--- EXTRAIT DE PAGE ---

Le Grand Tour est une tradition remontant au XVIIIe siècle, au cours de laquelle les jeunes nobles et aristocrates européens entreprenaient un voyage initiatique à travers le monde pour parfaire leur éducation. Dans GRAND TOUR, Miguel Gomes revisite ce rite comme trame de fond pour son long-métrage, un savant mélange de comédie romantique et de récit de voyage.
Comédie romantique, car nous suivons les tribulations parfois loufoques d’un couple fiancé depuis sept ans : Edward et Molly. Edward, incarné par le charismatique Gonçalo Waddington, résidant en Asie, échappe sans cesse à sa fiancée qu’il n’a pas revue depuis des années et qui souhaite renouer avec lui. Molly, décidée à retrouver Edward, se lance sur ses traces. En franchissant frontières et obstacles, elle croise à son tour les mêmes personnages, fait face aux mêmes péripéties, et se confronte aux dilemmes qu’il a connus avant elle. Cette dynamique de romance en « chat et souris », rappelant à la fois Marivaux et Proust, constitue l’un des ressorts comiques et narratifs centraux de GRAND TOUR.

--- ENREGISTREMENTS SOURCES ---

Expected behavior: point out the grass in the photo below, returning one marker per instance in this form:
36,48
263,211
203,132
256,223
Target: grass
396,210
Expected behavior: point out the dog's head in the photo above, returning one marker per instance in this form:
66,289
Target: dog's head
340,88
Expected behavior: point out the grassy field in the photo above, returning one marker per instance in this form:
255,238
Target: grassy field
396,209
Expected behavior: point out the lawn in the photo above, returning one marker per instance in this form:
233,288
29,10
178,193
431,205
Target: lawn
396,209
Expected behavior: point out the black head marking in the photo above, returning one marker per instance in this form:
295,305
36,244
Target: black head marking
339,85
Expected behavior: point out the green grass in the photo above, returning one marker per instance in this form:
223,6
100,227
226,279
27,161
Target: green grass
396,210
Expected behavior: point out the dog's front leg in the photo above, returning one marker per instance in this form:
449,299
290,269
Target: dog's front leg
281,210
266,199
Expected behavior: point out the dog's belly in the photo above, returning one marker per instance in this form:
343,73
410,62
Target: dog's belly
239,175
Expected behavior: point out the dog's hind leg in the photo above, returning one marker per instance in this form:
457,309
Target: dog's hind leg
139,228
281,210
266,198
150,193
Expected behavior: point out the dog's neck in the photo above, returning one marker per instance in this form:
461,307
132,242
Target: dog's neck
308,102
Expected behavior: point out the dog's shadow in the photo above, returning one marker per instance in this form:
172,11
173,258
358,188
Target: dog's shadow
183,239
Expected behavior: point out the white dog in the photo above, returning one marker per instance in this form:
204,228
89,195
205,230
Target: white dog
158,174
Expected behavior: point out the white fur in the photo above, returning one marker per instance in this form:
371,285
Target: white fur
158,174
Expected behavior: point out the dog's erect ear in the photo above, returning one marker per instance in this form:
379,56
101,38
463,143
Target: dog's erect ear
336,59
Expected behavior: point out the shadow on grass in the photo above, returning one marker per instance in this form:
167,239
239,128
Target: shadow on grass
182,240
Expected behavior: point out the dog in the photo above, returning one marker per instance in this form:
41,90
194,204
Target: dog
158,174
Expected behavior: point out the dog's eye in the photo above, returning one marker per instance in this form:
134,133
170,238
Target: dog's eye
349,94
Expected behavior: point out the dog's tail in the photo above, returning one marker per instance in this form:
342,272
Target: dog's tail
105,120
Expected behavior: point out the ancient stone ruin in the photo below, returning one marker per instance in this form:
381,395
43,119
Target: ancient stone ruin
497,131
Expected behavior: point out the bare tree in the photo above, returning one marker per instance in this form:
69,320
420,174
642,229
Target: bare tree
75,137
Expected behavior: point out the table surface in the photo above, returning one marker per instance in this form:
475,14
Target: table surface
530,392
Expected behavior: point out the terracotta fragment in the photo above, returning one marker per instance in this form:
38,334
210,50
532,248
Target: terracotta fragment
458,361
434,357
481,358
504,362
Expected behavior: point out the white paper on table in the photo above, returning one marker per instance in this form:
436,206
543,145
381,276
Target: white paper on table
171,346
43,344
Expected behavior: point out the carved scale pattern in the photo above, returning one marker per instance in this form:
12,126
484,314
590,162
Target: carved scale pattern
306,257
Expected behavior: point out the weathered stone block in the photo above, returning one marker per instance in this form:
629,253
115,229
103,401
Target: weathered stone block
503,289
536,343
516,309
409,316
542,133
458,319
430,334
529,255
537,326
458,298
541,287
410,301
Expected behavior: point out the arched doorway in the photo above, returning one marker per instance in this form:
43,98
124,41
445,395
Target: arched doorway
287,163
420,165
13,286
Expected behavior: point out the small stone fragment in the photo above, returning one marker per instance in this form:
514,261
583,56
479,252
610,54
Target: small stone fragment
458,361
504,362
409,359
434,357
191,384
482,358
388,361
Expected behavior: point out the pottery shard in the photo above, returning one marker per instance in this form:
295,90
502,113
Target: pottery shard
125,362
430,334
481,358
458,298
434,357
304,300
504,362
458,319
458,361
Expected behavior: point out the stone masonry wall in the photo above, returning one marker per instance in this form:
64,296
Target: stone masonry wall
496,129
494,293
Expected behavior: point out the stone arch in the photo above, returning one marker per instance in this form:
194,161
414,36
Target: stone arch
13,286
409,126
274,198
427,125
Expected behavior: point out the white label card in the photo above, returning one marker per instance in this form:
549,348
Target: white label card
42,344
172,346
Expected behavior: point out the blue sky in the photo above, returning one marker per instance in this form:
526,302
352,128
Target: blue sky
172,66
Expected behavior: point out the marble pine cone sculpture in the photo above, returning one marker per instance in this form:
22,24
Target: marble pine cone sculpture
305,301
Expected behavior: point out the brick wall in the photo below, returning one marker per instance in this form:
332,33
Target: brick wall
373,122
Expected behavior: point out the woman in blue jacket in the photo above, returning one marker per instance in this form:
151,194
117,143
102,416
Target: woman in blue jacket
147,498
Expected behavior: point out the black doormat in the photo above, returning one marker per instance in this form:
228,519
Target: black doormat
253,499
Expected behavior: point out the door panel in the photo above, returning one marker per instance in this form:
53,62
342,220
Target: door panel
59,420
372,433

---

◆ EXERCICES À TRAITER:
(1) Relevez tous les noms de personnes, réelles ou fictives, qui figurent dans l'extrait consacré au film GRAND TOUR.
(2) Extrayez des enregistrements chaque ligne contenant la chaîne « woman », en tenant compte de la casse.
L'extrait et les enregistrements n'ont aucun lien entre eux.

◆ RÉPONSES PROPOSÉES:
(1) Miguel Gomes, Edward, Molly, Gonçalo Waddington, Marivaux, Proust

(2)
Expected behavior: point out the woman in blue jacket in the photo above, returning one marker per instance in this form:
Target: woman in blue jacket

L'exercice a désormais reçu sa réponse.